Enunciado:
Responda com base no texto sobre crédito privado abaixo:
(a) Quanto cresceu o patrimônio líquido da indústria de fundos entre dezembro de 2014 e maio de 2017?
(b) Por qual parcela do estoque de crédito privado da indústria de fundos os grandes bancos respondem historicamente?
(c) Quanto reduziram, em relação ao DI, as taxas indicativas de emissões com prazo médio de três anos nos melhores ratings nos seis primeiros meses do ano?

Texto:
++++++++

Por Marcelo Rodrigues de Farias, gerente de divisão de Análise de Crédito da BB DTVM.
O mercado de títulos de crédito privado experimentou um movimento sem precedentes nos últimos meses: após um longo período de estiagem entre 2015 e 2016, começamos o ano de 2017 com a retomada das emissões corporativas, marcada pela forte demanda. Emissões de ativos de boa qualidade chegaram a ter demanda superior a seis vezes a oferta, com consequente fechamento de spreads.
Analisando as curvas de crédito de debêntures da Anbima (Associação Brasileira das Entidades dos Mercados Financeiro e de Capitais), as taxas indicativas de emissões com prazo médio de três anos nos melhores ratings reduziram cerca de 50 pontos-base em relação ao DI, somente nos seis primeiros meses do ano. Já nas escalas menores de rating, num período de 12 meses, chegamos a um fechamento de mais de 150 pontos-base, além da redução do DI observada nesse período.
É bem verdade que os mercados buscam antecipar movimentos e na esteira da melhora das premissas macroeconômicas era de se esperar uma redução nos spreads, contudo uma parte desse movimento se explica pelo excesso de liquidez dos fundos de Investimento .
Vários são os fatores que explicam esse excesso de liquidez: comparando dezembro de 2014 com maio de 2017, o patrimônio líquido da indústria de fundos cresceu 36%, enquanto o estoque de crédito privado caiu em termos nominais no mesmo período. Durante o momento de recessão econômica e recrudescimento do risco, os grandes bancos, tradicionais emissores de letras financeiras, que historicamente respondem por 60% do estoque de crédito privado da indústria de fundos, chamaram liquidez e reduziram significativamente o volume de emissões. Houve também a forte concorrência das LCA e LCI, que retiraram das assets parte do foco de captação dos bancos.
Os emissores corporativos, diante de elevados spreads e da aversão total ao risco de crédito , deixaram de emitir ou recorreram ao crédito bancário como única alternativa para rolagem em cenários de stress. Com excesso de liquidez nas tesourarias, as taxas das letras financeiras foram às mínimas possíveis, e as poucas emissões corporativas que vieram a mercado tiveram prazos menores e taxas elevadas.
Como consequência, a indústria de fundos apresenta hoje os níveis mais baixos de crédito privado na composição do patrimônio líquido, além de muitos vencimentos concentrados no curto prazo. Soma-se a isso as perspectivas concretas de inflação comportada e um ciclo duradouro da Selic abaixo de dois dígitos, o que potencializa o interesse dos Gestores em avançar a alocação no crédito privado para cumprir os mandatos em busca de rentabilidade.
Mas apesar das melhorias observadas no cenário macro, em termos microeconômicos os sinais de recuperação ainda inspiram cautela e há evidências de que o risco de crédito ainda se encontra em patamares não tão confortáveis.

++++++++

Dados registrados
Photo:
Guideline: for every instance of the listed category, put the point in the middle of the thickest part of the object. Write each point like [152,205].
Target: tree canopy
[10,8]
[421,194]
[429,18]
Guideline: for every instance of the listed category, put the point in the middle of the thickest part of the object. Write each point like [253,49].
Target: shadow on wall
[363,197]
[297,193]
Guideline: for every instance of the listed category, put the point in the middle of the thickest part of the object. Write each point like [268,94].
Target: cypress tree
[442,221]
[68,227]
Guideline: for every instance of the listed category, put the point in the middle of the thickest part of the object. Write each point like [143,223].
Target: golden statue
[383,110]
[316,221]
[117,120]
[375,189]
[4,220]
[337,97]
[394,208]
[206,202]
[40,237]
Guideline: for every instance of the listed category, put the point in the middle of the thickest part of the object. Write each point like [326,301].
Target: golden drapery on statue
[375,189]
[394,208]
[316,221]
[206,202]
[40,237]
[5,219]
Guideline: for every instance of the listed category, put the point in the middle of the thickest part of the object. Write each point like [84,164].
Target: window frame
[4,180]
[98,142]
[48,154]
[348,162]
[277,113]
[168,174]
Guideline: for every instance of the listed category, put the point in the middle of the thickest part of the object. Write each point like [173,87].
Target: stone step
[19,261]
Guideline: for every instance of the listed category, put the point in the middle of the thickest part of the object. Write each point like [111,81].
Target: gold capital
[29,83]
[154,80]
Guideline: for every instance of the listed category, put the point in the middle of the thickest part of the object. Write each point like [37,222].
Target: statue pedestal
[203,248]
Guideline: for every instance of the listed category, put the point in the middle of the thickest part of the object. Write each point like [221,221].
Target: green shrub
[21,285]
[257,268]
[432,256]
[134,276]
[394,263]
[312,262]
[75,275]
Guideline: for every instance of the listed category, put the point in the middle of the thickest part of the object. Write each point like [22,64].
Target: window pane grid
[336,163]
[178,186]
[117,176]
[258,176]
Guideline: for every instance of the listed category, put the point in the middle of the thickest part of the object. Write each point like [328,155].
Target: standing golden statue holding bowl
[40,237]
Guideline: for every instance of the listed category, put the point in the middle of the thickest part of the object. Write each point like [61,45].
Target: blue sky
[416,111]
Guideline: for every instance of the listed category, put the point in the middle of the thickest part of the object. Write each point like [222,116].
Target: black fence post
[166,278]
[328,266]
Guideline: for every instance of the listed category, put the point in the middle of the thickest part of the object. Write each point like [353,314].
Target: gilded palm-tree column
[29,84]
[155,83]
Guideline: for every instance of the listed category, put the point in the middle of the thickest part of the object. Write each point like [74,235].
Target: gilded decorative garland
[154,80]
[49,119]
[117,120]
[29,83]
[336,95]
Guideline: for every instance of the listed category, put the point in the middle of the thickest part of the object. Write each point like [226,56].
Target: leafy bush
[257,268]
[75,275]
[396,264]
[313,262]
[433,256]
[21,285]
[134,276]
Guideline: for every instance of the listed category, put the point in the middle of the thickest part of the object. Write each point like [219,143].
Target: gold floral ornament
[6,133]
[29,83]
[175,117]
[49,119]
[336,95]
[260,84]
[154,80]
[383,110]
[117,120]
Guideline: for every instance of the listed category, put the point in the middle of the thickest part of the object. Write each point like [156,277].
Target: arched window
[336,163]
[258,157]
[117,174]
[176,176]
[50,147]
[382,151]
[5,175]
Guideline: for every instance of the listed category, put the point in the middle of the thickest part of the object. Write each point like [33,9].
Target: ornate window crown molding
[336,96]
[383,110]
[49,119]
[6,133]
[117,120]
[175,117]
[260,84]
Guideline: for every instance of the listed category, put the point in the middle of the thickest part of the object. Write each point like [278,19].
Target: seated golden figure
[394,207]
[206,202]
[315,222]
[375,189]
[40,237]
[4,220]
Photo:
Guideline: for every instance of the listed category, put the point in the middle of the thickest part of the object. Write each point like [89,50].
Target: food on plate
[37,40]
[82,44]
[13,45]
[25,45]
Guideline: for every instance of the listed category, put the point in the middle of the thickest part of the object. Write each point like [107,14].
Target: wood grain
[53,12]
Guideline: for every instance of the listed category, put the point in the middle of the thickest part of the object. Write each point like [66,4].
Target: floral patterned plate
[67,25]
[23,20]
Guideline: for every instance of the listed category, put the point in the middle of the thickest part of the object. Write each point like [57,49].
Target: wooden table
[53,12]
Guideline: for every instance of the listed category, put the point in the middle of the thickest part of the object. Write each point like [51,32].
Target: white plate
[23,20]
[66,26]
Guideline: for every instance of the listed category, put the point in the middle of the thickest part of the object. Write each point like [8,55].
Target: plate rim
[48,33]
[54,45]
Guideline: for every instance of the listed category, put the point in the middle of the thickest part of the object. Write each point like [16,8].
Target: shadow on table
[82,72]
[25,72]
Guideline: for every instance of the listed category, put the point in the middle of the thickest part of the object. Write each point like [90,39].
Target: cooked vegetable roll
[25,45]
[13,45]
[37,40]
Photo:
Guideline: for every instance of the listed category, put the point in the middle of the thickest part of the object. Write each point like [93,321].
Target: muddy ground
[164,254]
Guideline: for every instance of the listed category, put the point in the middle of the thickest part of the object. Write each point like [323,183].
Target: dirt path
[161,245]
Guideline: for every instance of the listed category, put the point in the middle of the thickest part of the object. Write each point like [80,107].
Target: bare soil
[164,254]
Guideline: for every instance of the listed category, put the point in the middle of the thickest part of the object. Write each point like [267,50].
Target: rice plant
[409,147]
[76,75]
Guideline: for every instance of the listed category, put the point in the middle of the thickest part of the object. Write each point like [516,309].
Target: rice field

++++++++

Resposta esperada:
(a) 36%.
(b) 60%.
(c) Cerca de 50 pontos-base.